# Saved entries:
○ ○ ○ ○ ○ ○ ○

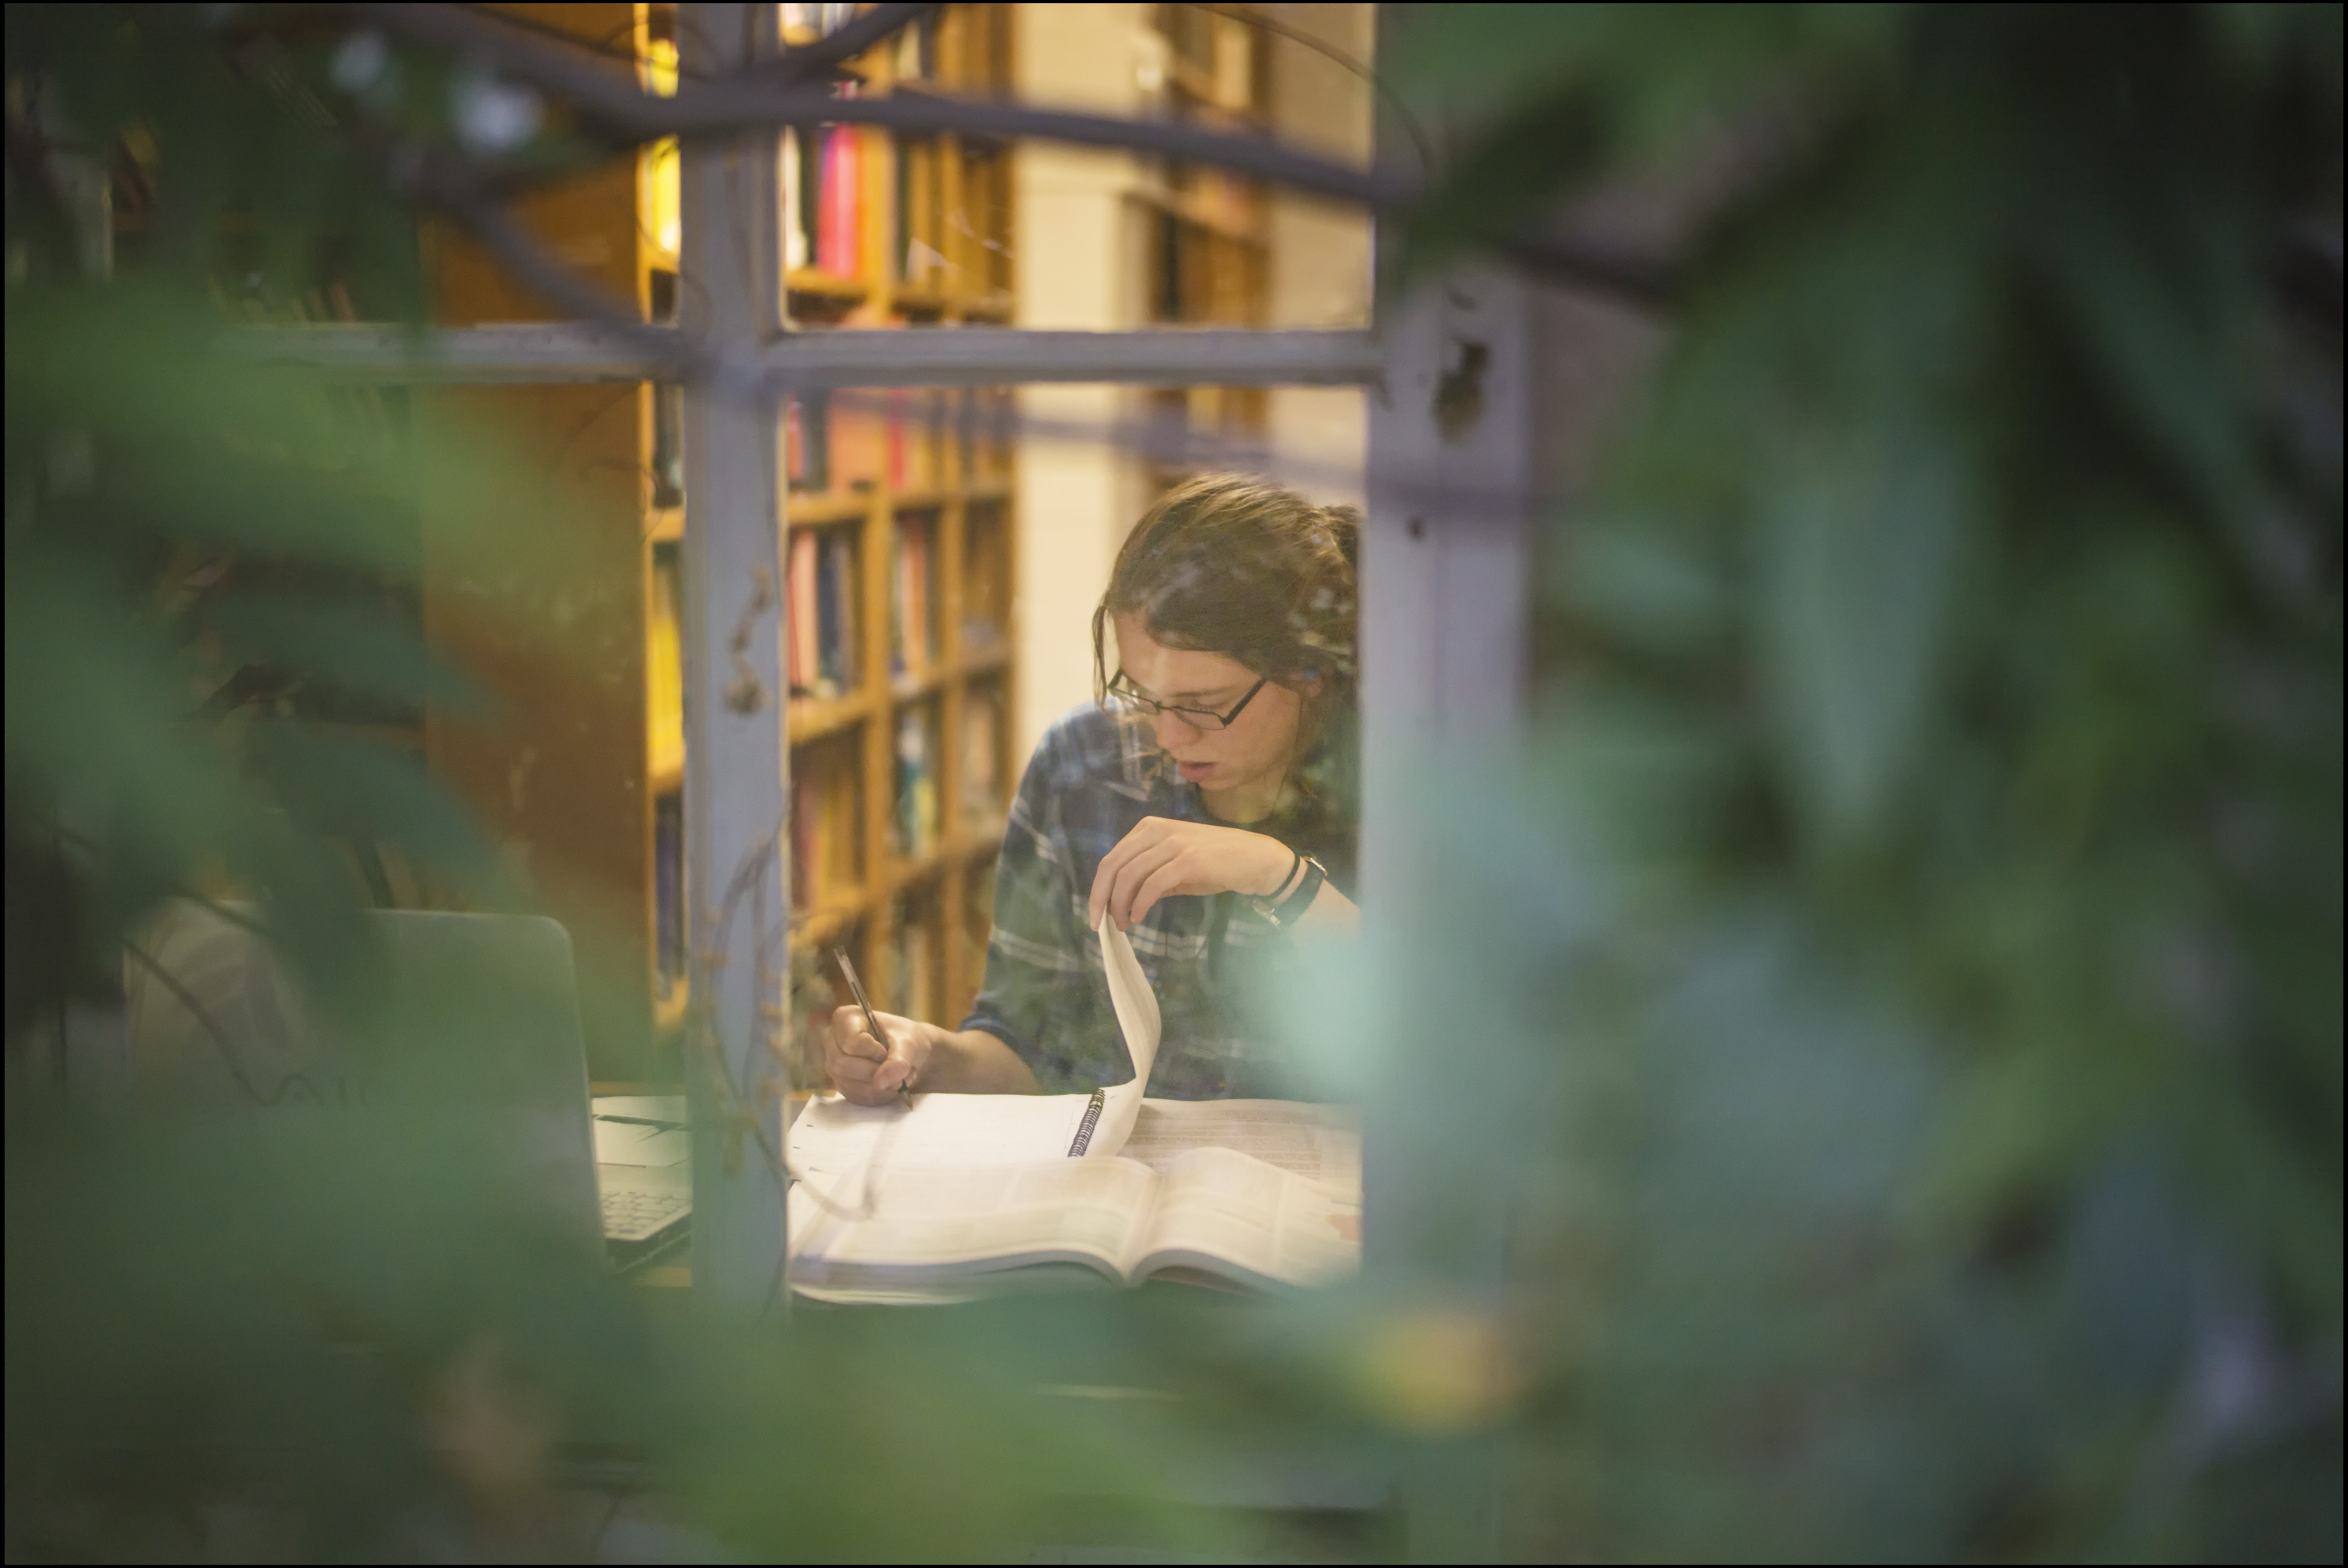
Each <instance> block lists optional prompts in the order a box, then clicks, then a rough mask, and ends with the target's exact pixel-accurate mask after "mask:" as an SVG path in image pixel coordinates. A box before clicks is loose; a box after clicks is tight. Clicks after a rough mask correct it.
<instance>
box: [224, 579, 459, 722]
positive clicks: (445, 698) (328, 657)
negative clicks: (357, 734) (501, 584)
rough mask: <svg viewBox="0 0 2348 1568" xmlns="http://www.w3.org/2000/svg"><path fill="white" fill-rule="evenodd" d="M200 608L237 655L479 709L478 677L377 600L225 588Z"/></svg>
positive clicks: (340, 687) (325, 680)
mask: <svg viewBox="0 0 2348 1568" xmlns="http://www.w3.org/2000/svg"><path fill="white" fill-rule="evenodd" d="M207 613H209V617H211V620H214V624H216V627H218V629H221V638H223V643H225V648H228V650H230V655H232V657H237V660H268V662H275V664H282V667H284V669H286V671H289V674H296V676H303V678H308V681H317V683H322V685H331V688H338V690H348V692H376V695H385V697H404V699H416V702H437V704H444V707H448V709H451V711H458V714H479V711H481V709H484V697H481V688H479V685H474V683H472V681H467V678H465V676H463V674H460V671H458V669H456V667H453V664H448V662H446V660H441V657H439V655H434V653H432V650H430V648H427V646H425V641H423V636H420V634H418V631H416V629H413V627H411V624H406V622H399V620H394V617H390V615H385V613H383V610H380V608H378V606H369V603H357V601H352V599H348V596H345V599H329V596H317V594H228V596H223V599H221V601H218V603H214V606H209V610H207Z"/></svg>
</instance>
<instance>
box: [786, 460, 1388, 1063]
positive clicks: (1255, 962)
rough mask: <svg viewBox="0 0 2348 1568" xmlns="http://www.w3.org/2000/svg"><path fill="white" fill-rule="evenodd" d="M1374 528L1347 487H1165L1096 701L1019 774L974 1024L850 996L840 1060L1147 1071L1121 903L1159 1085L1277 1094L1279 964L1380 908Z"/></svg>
mask: <svg viewBox="0 0 2348 1568" xmlns="http://www.w3.org/2000/svg"><path fill="white" fill-rule="evenodd" d="M1357 533H1359V519H1357V514H1355V512H1352V509H1348V507H1315V505H1310V502H1308V500H1303V498H1301V495H1296V493H1291V491H1284V488H1277V486H1270V484H1263V481H1254V479H1242V477H1230V474H1212V477H1202V479H1193V481H1188V484H1183V486H1179V488H1174V491H1169V493H1167V495H1165V498H1162V500H1160V502H1158V505H1155V507H1151V512H1148V514H1146V516H1143V519H1141V523H1139V526H1134V530H1132V535H1129V538H1127V540H1125V547H1122V552H1120V554H1118V563H1115V570H1113V573H1111V580H1108V592H1106V594H1104V596H1101V603H1099V608H1097V610H1094V620H1092V629H1094V683H1097V690H1099V702H1094V704H1087V707H1080V709H1073V711H1068V714H1066V716H1061V718H1059V721H1057V723H1054V725H1052V728H1050V730H1047V732H1045V737H1043V742H1040V744H1038V749H1035V756H1033V761H1031V763H1028V768H1026V777H1024V779H1021V784H1019V798H1017V803H1014V805H1012V812H1010V829H1007V833H1005V840H1003V859H1000V866H998V871H996V922H993V934H991V937H989V944H986V986H984V991H981V993H979V998H977V1005H974V1007H972V1012H970V1016H967V1019H963V1026H960V1028H942V1026H939V1023H932V1021H925V1019H904V1016H897V1014H878V1019H881V1026H883V1030H888V1035H890V1038H888V1040H876V1038H873V1033H871V1028H869V1026H866V1023H864V1016H862V1014H859V1009H855V1007H841V1009H838V1012H836V1014H834V1019H831V1033H829V1038H826V1042H824V1061H826V1068H829V1070H831V1082H834V1087H838V1091H841V1094H843V1096H845V1099H850V1101H855V1103H859V1106H881V1103H888V1101H890V1099H895V1096H897V1094H899V1091H902V1089H911V1091H946V1094H1064V1091H1082V1089H1094V1087H1104V1084H1113V1082H1120V1080H1127V1077H1132V1068H1129V1066H1127V1052H1125V1047H1122V1045H1120V1038H1118V1023H1115V1016H1113V1009H1111V998H1108V981H1106V969H1104V958H1101V941H1099V939H1097V937H1094V927H1097V925H1099V920H1101V915H1104V913H1106V915H1108V918H1111V920H1113V922H1115V925H1118V927H1120V930H1122V932H1125V934H1127V939H1129V941H1132V948H1134V955H1136V958H1139V960H1141V969H1143V972H1146V976H1148V981H1151V986H1153V991H1155V995H1158V1007H1160V1012H1162V1016H1165V1045H1162V1052H1160V1054H1158V1063H1155V1070H1153V1075H1151V1084H1148V1089H1151V1094H1155V1096H1167V1099H1259V1096H1268V1099H1277V1096H1280V1091H1282V1087H1284V1077H1282V1073H1280V1063H1277V1061H1275V1059H1273V1056H1270V1047H1268V1035H1270V1030H1268V1026H1266V1023H1263V1021H1261V1019H1256V1016H1254V1014H1256V1005H1259V1002H1256V998H1259V993H1261V979H1263V974H1266V967H1268V965H1277V962H1280V960H1282V955H1284V951H1287V946H1289V941H1287V939H1289V932H1291V930H1298V927H1341V930H1350V927H1352V925H1355V920H1357V911H1355V904H1352V897H1350V894H1352V869H1355V819H1357V807H1355V793H1357V791H1355V768H1357V761H1355V552H1357ZM1111 629H1113V631H1115V650H1118V667H1115V674H1111V667H1108V646H1106V641H1108V638H1106V634H1108V631H1111Z"/></svg>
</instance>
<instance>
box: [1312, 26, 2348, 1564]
mask: <svg viewBox="0 0 2348 1568" xmlns="http://www.w3.org/2000/svg"><path fill="white" fill-rule="evenodd" d="M1390 59H1395V61H1397V66H1395V70H1397V73H1402V75H1406V80H1411V82H1413V87H1416V92H1421V94H1423V96H1430V99H1449V101H1453V103H1465V106H1470V115H1472V117H1470V120H1468V124H1465V129H1463V134H1460V143H1458V148H1456V155H1453V169H1456V171H1458V183H1456V185H1453V188H1451V190H1449V197H1439V200H1437V204H1432V207H1430V214H1428V221H1425V223H1423V225H1421V228H1418V230H1416V232H1413V235H1411V237H1409V256H1406V261H1404V265H1406V268H1432V265H1437V263H1439V261H1444V258H1446V256H1453V254H1460V251H1472V249H1475V244H1477V242H1489V239H1500V237H1514V235H1538V232H1543V230H1545V228H1547V225H1552V223H1559V221H1561V214H1564V221H1568V223H1571V214H1573V211H1576V204H1578V202H1583V200H1590V202H1592V204H1590V207H1587V209H1585V211H1590V214H1597V221H1599V223H1604V214H1608V211H1613V214H1620V211H1625V202H1622V192H1646V195H1651V197H1653V200H1648V204H1646V211H1658V209H1660V211H1667V214H1676V218H1674V225H1676V228H1679V230H1684V232H1681V235H1679V244H1681V251H1679V254H1676V256H1674V258H1672V261H1674V263H1676V272H1679V279H1676V307H1674V310H1672V312H1669V322H1667V326H1665V331H1662V338H1660V343H1658V345H1655V350H1653V364H1651V371H1648V376H1646V378H1644V383H1641V387H1639V392H1637V394H1634V397H1632V399H1630V406H1627V408H1625V411H1622V413H1620V423H1618V432H1615V439H1613V444H1611V446H1608V455H1606V460H1604V465H1601V474H1599V479H1597V481H1594V484H1592V486H1590V493H1587V495H1583V498H1578V502H1576V505H1573V509H1571V512H1568V514H1561V516H1557V519H1554V521H1552V526H1550V528H1547V530H1545V538H1543V547H1540V554H1543V580H1540V606H1538V617H1540V697H1538V718H1536V723H1533V730H1531V744H1529V746H1526V756H1524V758H1519V761H1517V765H1514V782H1512V784H1507V786H1498V784H1493V786H1472V789H1468V791H1465V793H1468V796H1470V798H1468V800H1465V803H1460V800H1458V793H1460V784H1458V772H1446V775H1444V791H1446V798H1444V805H1442V807H1439V810H1435V807H1430V810H1428V812H1425V819H1428V822H1430V824H1437V826H1430V833H1432V840H1435V850H1432V854H1435V857H1437V864H1444V866H1446V876H1444V885H1442V890H1439V892H1437V894H1435V899H1432V904H1430V908H1428V911H1425V915H1428V918H1425V920H1423V922H1413V934H1411V937H1409V939H1406V941H1404V946H1411V948H1418V951H1416V953H1392V955H1383V958H1388V960H1390V962H1383V965H1378V972H1383V974H1390V976H1395V979H1392V981H1390V984H1388V988H1381V991H1376V993H1371V995H1369V998H1362V1000H1357V1002H1355V1005H1352V1007H1350V1009H1348V1012H1345V1019H1348V1026H1350V1028H1355V1030H1362V1033H1369V1035H1374V1038H1376V1035H1378V1033H1381V1021H1385V1019H1392V1023H1388V1026H1385V1030H1383V1033H1388V1038H1390V1042H1392V1045H1390V1054H1392V1056H1399V1052H1402V1045H1399V1042H1404V1040H1413V1038H1425V1033H1430V1030H1439V1033H1442V1038H1451V1040H1463V1042H1465V1045H1463V1047H1460V1059H1458V1061H1456V1063H1453V1075H1451V1077H1449V1082H1446V1084H1444V1087H1442V1089H1437V1091H1435V1094H1437V1096H1439V1099H1442V1101H1444V1103H1446V1106H1449V1115H1451V1117H1453V1120H1451V1122H1449V1127H1444V1129H1442V1134H1430V1143H1432V1141H1437V1138H1446V1143H1444V1145H1442V1148H1446V1150H1468V1148H1484V1150H1493V1148H1500V1150H1512V1153H1514V1150H1519V1148H1540V1150H1543V1157H1540V1160H1538V1162H1522V1160H1517V1157H1512V1153H1510V1155H1498V1153H1489V1155H1484V1157H1482V1160H1465V1162H1463V1164H1453V1169H1458V1171H1460V1176H1458V1181H1460V1192H1463V1197H1460V1202H1458V1211H1465V1209H1468V1207H1470V1204H1472V1202H1475V1199H1472V1197H1468V1195H1470V1192H1479V1195H1489V1192H1491V1190H1512V1192H1514V1202H1517V1204H1519V1214H1522V1225H1519V1230H1517V1232H1512V1242H1510V1244H1512V1249H1514V1253H1517V1268H1514V1270H1512V1291H1514V1300H1517V1312H1519V1314H1522V1319H1524V1324H1522V1336H1524V1343H1526V1347H1529V1350H1526V1354H1529V1357H1531V1359H1533V1361H1536V1364H1538V1366H1540V1378H1538V1392H1533V1394H1531V1401H1533V1406H1538V1411H1540V1415H1538V1418H1533V1420H1531V1422H1529V1425H1531V1427H1533V1430H1538V1434H1536V1437H1529V1441H1526V1446H1524V1451H1522V1453H1519V1495H1517V1512H1514V1528H1517V1530H1522V1535H1517V1540H1514V1549H1519V1552H1526V1554H1533V1556H1550V1554H1566V1556H1587V1559H1615V1556H1691V1559H1700V1556H1810V1554H1827V1556H1892V1559H1907V1556H1921V1559H1942V1556H2000V1559H2003V1556H2033V1559H2036V1556H2188V1559H2299V1561H2308V1559H2310V1561H2327V1559H2336V1556H2339V1552H2341V960H2339V953H2341V12H2339V7H1439V12H1428V14H1418V16H1416V26H1413V28H1411V31H1409V33H1406V35H1404V38H1402V42H1399V47H1397V49H1395V52H1390ZM1721 171H1728V178H1723V176H1721ZM1597 232H1601V235H1606V232H1608V230H1604V228H1599V230H1597ZM1418 998H1425V1000H1418ZM1526 1040H1540V1042H1543V1045H1540V1049H1536V1052H1526V1049H1524V1042H1526ZM1493 1101H1500V1103H1503V1110H1496V1106H1493ZM1496 1115H1498V1117H1503V1120H1505V1134H1503V1131H1500V1129H1496V1127H1493V1117H1496ZM1468 1127H1482V1136H1479V1138H1477V1136H1468V1134H1465V1129H1468ZM1428 1169H1444V1167H1442V1162H1437V1160H1430V1167H1428Z"/></svg>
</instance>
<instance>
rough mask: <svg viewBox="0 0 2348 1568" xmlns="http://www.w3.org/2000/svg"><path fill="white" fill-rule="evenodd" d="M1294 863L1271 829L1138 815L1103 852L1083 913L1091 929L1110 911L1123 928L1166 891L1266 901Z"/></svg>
mask: <svg viewBox="0 0 2348 1568" xmlns="http://www.w3.org/2000/svg"><path fill="white" fill-rule="evenodd" d="M1294 869H1296V852H1294V850H1289V847H1287V845H1284V843H1280V840H1277V838H1273V836H1270V833H1249V831H1244V829H1219V826H1209V824H1205V822H1176V819H1174V817H1143V819H1141V822H1139V824H1136V826H1134V831H1132V833H1127V836H1125V838H1120V840H1118V845H1115V847H1113V850H1111V852H1108V854H1104V857H1101V869H1099V871H1097V873H1094V876H1092V899H1089V901H1087V904H1085V918H1087V920H1089V922H1092V925H1094V927H1097V925H1101V911H1108V915H1111V918H1113V920H1115V922H1118V930H1120V932H1122V930H1127V927H1129V925H1132V922H1134V920H1139V918H1143V915H1146V913H1151V906H1153V904H1158V899H1162V897H1167V894H1181V892H1190V894H1202V892H1244V894H1249V897H1256V899H1268V897H1273V894H1275V892H1280V887H1282V883H1287V880H1289V873H1291V871H1294Z"/></svg>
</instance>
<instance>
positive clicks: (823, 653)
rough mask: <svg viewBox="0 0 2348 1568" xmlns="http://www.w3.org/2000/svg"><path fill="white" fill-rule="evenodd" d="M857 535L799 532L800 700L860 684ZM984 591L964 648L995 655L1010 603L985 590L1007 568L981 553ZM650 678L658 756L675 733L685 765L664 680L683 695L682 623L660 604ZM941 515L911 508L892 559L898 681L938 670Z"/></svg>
mask: <svg viewBox="0 0 2348 1568" xmlns="http://www.w3.org/2000/svg"><path fill="white" fill-rule="evenodd" d="M855 556H857V535H855V528H852V526H850V528H794V530H791V554H789V563H787V570H784V577H787V594H789V610H791V617H789V646H787V669H784V676H787V681H789V688H791V695H794V697H819V699H824V702H829V699H834V697H841V695H845V692H852V690H855V688H857V678H859V671H857V568H855ZM977 559H979V566H981V570H979V573H977V575H974V584H977V587H979V594H977V596H974V603H972V606H970V615H965V620H963V646H965V648H972V650H989V648H996V646H1000V643H1003V606H1000V603H998V601H996V596H993V594H989V592H986V587H989V584H991V582H993V580H996V577H998V575H1000V570H986V556H977ZM648 641H650V648H648V660H650V669H648V676H650V678H653V685H655V695H653V756H655V772H660V770H662V765H664V763H662V758H664V756H667V753H664V751H662V744H664V737H669V735H674V753H676V761H681V758H683V709H681V699H679V704H672V707H662V704H664V702H667V697H664V695H662V683H674V685H676V690H679V692H681V690H683V683H681V678H676V674H674V671H681V662H679V657H676V622H674V617H662V613H660V608H655V615H653V624H650V627H648ZM937 657H939V653H937V514H935V512H909V514H904V516H899V519H897V538H895V549H892V559H890V678H920V676H925V674H927V671H930V669H932V667H935V664H937Z"/></svg>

○ ○ ○ ○ ○ ○ ○

# PROBLEM TO SOLVE:
Count the lines of the material above that contain the string "positive", and give only that number.

# RESPONSE BOX:
4